> _YOUR INSTRUCTIONS_
Express the stretch of the listing from the line that contains "Expected: one dot placed on each instance of the paved" through the line that contains "point(76, 391)" as a Markdown table with the columns Row and Line. Give one numbered row per line and leave out blank lines.

> _DATA PROVIDED_
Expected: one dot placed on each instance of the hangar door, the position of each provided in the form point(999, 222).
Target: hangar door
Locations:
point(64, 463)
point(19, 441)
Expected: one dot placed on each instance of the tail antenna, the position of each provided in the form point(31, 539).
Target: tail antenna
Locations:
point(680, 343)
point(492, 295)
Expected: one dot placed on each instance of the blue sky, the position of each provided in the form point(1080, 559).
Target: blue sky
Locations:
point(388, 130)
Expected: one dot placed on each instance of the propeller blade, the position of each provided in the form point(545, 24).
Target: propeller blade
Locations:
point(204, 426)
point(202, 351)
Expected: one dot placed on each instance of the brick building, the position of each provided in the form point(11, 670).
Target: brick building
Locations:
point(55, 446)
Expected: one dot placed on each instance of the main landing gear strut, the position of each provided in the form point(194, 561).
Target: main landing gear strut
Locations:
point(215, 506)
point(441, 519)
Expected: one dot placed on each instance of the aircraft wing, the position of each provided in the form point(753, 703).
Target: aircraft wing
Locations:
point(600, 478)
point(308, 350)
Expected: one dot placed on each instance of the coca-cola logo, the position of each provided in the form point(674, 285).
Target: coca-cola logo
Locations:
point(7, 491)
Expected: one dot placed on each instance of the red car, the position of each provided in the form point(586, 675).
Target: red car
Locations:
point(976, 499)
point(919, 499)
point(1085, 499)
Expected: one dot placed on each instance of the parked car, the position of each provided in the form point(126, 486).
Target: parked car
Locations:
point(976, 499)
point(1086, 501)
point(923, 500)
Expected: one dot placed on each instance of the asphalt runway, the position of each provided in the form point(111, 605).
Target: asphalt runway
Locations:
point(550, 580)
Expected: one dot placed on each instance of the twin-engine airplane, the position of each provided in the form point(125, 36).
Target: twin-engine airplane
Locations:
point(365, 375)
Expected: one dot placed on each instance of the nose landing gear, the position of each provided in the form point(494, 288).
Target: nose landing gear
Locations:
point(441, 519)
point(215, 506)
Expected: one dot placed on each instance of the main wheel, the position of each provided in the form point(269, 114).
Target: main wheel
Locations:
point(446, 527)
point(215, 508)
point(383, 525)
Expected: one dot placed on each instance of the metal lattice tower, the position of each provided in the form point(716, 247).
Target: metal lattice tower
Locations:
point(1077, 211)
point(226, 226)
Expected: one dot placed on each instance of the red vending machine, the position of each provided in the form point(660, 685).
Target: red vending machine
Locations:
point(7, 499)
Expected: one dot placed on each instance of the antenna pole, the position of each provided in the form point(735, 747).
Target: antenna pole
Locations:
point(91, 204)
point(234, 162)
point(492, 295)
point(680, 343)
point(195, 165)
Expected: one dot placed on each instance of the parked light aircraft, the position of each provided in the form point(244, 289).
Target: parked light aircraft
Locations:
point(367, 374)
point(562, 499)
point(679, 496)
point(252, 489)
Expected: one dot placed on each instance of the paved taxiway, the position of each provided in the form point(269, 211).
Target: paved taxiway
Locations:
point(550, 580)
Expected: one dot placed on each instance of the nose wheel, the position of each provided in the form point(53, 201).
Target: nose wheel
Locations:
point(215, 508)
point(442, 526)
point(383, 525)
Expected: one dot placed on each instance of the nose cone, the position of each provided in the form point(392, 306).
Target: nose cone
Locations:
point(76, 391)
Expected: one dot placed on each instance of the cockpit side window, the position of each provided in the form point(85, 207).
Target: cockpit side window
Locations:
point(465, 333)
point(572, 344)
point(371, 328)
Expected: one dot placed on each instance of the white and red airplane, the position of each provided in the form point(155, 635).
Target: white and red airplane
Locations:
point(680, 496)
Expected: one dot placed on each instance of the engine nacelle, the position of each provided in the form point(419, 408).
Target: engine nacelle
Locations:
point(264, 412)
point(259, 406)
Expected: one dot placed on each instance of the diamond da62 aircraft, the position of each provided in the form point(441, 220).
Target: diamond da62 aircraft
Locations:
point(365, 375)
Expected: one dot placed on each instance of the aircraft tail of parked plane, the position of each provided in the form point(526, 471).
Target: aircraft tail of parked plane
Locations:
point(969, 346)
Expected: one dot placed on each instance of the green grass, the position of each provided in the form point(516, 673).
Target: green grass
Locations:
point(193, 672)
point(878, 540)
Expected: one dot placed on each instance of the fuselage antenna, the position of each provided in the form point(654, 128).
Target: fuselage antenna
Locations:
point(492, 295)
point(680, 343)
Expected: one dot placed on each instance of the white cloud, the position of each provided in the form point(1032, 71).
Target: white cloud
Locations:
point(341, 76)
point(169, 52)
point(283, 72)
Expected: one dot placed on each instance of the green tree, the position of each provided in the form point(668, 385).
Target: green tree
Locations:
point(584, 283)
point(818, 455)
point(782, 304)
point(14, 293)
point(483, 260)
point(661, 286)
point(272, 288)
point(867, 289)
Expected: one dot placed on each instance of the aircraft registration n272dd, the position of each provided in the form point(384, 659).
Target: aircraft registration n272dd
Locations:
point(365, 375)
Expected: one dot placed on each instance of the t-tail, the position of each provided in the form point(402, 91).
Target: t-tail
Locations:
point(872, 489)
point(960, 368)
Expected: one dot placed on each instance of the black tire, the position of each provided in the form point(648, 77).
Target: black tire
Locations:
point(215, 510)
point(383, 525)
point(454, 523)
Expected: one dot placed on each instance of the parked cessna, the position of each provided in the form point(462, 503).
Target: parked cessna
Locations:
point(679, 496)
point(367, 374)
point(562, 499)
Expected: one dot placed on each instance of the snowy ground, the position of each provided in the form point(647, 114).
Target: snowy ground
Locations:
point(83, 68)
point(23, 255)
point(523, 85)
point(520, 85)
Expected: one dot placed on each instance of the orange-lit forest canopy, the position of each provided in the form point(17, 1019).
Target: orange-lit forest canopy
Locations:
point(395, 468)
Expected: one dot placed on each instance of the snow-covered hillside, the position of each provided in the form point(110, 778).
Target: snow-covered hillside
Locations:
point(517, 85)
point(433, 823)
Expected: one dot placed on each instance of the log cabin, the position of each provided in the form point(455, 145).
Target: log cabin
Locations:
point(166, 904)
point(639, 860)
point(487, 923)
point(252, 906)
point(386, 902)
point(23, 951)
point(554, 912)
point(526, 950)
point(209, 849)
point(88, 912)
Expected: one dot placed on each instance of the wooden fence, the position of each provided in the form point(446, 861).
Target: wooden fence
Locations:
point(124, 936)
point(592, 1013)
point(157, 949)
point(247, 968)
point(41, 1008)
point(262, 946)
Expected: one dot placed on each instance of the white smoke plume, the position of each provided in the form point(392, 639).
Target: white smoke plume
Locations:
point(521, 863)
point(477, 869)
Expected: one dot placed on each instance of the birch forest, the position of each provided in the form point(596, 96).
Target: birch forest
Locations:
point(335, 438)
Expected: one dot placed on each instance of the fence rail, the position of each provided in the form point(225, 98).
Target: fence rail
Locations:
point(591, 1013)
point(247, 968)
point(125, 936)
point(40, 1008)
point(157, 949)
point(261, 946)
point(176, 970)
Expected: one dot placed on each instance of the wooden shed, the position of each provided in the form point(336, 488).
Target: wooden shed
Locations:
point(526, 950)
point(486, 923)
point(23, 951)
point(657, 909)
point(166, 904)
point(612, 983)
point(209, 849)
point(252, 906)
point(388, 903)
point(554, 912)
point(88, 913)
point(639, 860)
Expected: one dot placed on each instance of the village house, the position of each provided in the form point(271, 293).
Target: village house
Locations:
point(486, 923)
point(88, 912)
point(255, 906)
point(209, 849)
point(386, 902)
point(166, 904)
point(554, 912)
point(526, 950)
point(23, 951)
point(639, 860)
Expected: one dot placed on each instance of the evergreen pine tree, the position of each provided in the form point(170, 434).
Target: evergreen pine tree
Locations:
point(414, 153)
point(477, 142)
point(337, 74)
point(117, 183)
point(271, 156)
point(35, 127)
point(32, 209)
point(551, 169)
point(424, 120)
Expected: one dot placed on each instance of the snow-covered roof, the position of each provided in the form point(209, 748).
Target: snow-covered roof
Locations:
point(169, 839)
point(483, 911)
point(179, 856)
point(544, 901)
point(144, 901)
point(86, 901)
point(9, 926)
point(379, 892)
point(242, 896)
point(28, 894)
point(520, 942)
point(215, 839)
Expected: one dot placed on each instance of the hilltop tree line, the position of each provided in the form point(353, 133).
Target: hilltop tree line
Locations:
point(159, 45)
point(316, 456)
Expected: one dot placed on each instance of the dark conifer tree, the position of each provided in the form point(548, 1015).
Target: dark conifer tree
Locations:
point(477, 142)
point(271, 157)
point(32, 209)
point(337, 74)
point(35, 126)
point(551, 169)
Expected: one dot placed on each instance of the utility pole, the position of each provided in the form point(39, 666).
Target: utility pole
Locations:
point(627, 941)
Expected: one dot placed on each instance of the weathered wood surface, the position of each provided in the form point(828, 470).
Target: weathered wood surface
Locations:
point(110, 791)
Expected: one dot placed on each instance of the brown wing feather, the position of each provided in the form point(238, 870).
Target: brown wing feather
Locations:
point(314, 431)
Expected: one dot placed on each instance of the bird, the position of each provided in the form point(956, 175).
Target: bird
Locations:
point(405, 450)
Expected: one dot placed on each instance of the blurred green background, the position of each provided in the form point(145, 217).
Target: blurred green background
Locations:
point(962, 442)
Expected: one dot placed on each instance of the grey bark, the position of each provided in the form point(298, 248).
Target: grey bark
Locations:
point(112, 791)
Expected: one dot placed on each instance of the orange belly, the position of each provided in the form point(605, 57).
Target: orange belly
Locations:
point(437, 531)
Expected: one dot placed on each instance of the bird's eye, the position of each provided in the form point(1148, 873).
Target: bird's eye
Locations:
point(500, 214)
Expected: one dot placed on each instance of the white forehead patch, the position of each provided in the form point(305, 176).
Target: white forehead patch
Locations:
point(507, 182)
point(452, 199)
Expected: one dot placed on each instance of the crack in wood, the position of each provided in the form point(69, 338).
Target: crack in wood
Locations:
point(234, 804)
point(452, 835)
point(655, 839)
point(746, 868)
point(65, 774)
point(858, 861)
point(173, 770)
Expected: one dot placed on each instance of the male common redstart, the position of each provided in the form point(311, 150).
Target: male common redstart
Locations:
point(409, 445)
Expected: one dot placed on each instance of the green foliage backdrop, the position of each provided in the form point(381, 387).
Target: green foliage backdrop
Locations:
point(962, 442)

> _TASK ANSWER_
| Row | Line |
|---|---|
| 1 | Expected: one dot placed on each instance of the paved taxiway, the position of each provided in the form point(269, 211). |
| 2 | Target: paved taxiway |
| 3 | Locations: |
| 4 | point(550, 580) |
| 5 | Expected: one dot placed on each instance of the nose wheel, the position of each provided in the form point(53, 201). |
| 6 | Target: nose wheel |
| 7 | Locations: |
| 8 | point(215, 508) |
| 9 | point(442, 526) |
| 10 | point(383, 525) |
| 11 | Expected: one dot placed on each instance of the nose cone, the position of each provided in the form point(392, 306). |
| 12 | Target: nose cone |
| 13 | Locations: |
| 14 | point(76, 391) |